*Quoted text*:
* BEGIN *
Compilation album by Masta Ace
- Released: January 29, 2004
- Recorded: 1996–2000
- Genre: Hip hop
- Label: M3 Records

Masta Ace chronology
| The Best of Cold Chillin: Masta Ace (2001) | Hits U Missed (2004) | Hits U Missed Vol. 2 (2005) |

= Hits U Missed =

Hits U Missed is a 2004 compilation album from hip hop artist Masta Ace, released through his self-owned M3 record label. The compilation features a number of singles released during his MIA period between 1996 and 2000, as well as a few B-side songs from past singles.

==Track listing==
1. "Conflict" Featuring Guru
  - Originally released on the "Conflict" single (2000, Mona Records)
2. "Top 10 List"
  - Originally released on the "Turn it Up" single (1996, Delicious Vinyl Records)
3. "Ghetto Like"
  - Originally released on the "Ghetto Like" single (2000, Fat Beats)
4. "Last Bref"
  - Originally released on the "Brooklyn Blocks" single (2000, Duck Down Records)
5. "Observations" Featuring Apocalypse
  - Originally released on the Prime Cuts compilation (2000, Delicious Vinyl Records)
* END *
(Excerpts of location labeling data)
* BEGIN *
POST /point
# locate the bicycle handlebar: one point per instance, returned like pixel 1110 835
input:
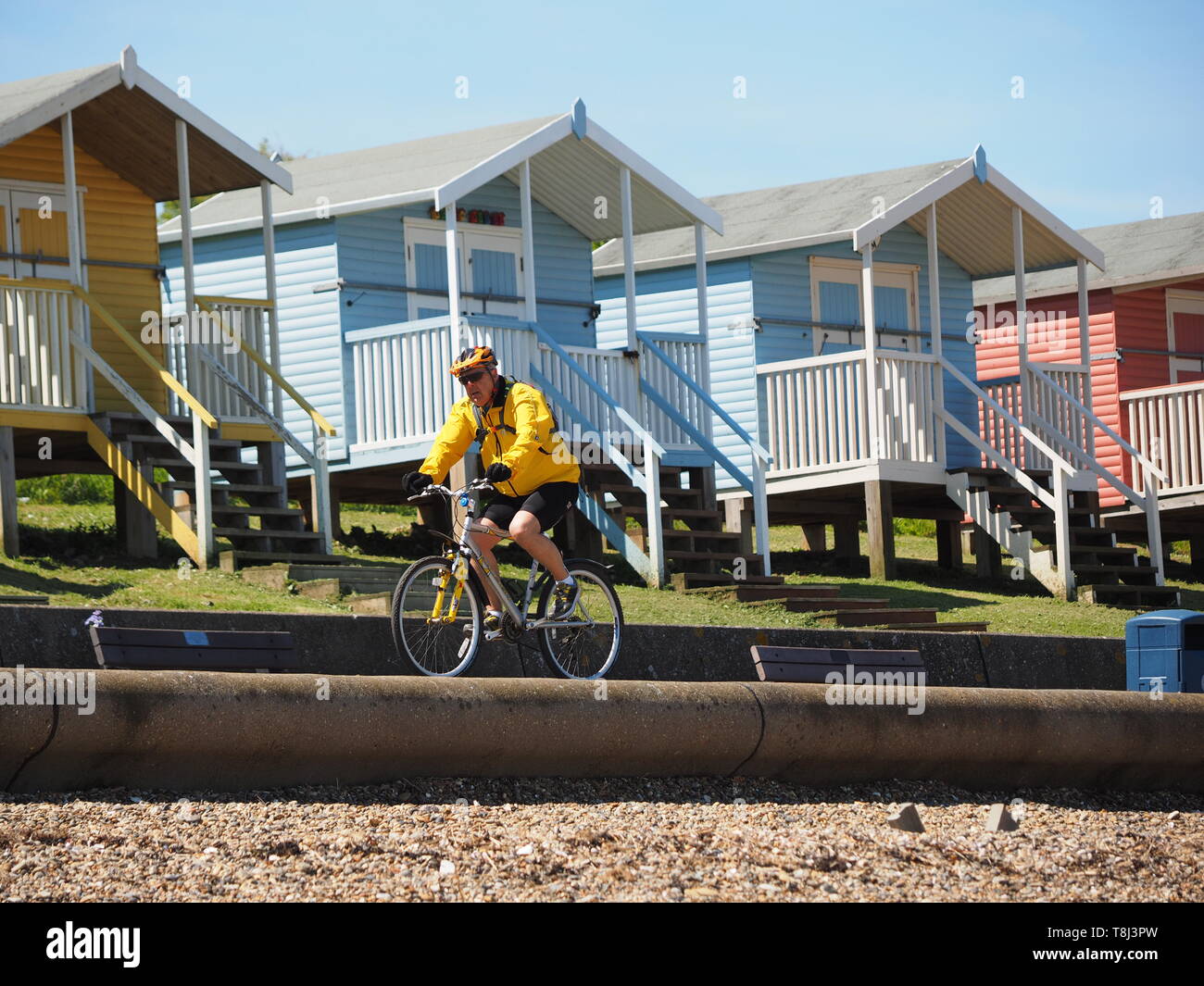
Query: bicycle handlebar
pixel 482 485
* END *
*Set of tasks*:
1. Reproduce the stretch of the Hits U Missed text from "Hits U Missed is" through "Duck Down Records)", word for word.
2. Pick up the Hits U Missed text after its final line and write the next part.

*The answers*:
1.
Hits U Missed is a 2004 compilation album from hip hop artist Masta Ace, released through his self-owned M3 record label. The compilation features a number of singles released during his MIA period between 1996 and 2000, as well as a few B-side songs from past singles.

==Track listing==
1. "Conflict" Featuring Guru
  - Originally released on the "Conflict" single (2000, Mona Records)
2. "Top 10 List"
  - Originally released on the "Turn it Up" single (1996, Delicious Vinyl Records)
3. "Ghetto Like"
  - Originally released on the "Ghetto Like" single (2000, Fat Beats)
4. "Last Bref"
  - Originally released on the "Brooklyn Blocks" single (2000, Duck Down Records)

2.
6. "Hellbound" Featuring Eminem and J-Black
  - Originally released on the Game Over compilation (2000, Yosumi Records)
7. "The Outcome"
  - Originally released on the "Ghetto Like" single (2000, Fat Beats)
8. "Splash"
  - Originally released on the Hip Hop 101 compilation (2000, Tommy Boy Records)
9. "Cars" Featuring Spunk Bigga
  - Originally released on the "Cars" single (1998, Tape Kingz/INC Records)
10. "Rap 2K1"
  - Originally released on the Game Over II compilation (2001, JCOR Records)
11. "Brooklyn Blocks" Featuring Buckshot
  - Originally released on the "Brooklyn Blocks" single (2000, Duck Down Records)
12. "Spread it Out"
  - Originally released on the Game Over compilation (2000, Yosumi Records)
13. "NY Confidential"
  - Originally released on the "NY Confidential" single (1999, Replay Records)
14. "Ya Hardcore"
  - Originally released on the Sittin' on Chrome EP (1995, Delicious Vinyl Records)
15. "Maintain" Featuring Lord Digga
  - Originally released on the Sittin' on Chrome EP (1995, Delicious Vinyl Records)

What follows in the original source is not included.